-------- Data lines --------

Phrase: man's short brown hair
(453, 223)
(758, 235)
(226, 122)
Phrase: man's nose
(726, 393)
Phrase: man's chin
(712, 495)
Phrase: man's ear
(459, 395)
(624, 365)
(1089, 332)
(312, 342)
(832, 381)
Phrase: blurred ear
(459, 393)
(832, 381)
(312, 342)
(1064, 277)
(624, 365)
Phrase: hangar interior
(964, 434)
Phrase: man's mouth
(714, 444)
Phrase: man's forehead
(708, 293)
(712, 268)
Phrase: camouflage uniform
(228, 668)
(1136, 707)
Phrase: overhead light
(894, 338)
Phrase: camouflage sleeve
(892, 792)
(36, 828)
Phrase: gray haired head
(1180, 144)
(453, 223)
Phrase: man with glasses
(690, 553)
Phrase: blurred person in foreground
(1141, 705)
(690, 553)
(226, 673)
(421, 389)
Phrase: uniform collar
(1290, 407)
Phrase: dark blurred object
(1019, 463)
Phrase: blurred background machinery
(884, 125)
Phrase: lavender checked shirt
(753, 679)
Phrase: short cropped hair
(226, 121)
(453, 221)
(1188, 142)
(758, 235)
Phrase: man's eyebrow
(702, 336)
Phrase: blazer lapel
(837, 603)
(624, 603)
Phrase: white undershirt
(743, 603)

--------
-------- Data lines --------

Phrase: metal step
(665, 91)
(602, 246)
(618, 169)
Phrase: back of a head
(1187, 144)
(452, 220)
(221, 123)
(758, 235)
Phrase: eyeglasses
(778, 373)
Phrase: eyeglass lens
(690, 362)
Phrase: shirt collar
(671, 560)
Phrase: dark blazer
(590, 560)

--------

◆ **Problem statement**: Switch "camouflage" to "patterned" in the rows that start with the line containing "Phrase: man's mouth" and continue through the line containing "(1019, 463)". Give back only those lines, with nothing else altered.

◆ **Written solution**:
Phrase: man's mouth
(714, 444)
Phrase: man's forehead
(708, 293)
(712, 268)
Phrase: patterned uniform
(228, 668)
(1136, 707)
Phrase: overhead light
(894, 338)
Phrase: patterned sleeve
(892, 792)
(36, 828)
Phrase: gray haired head
(1180, 144)
(453, 223)
Phrase: man with glasses
(690, 553)
Phrase: blurred person in foreground
(1141, 705)
(690, 553)
(226, 673)
(421, 389)
Phrase: uniform collar
(1290, 407)
Phrase: dark blurred object
(1019, 463)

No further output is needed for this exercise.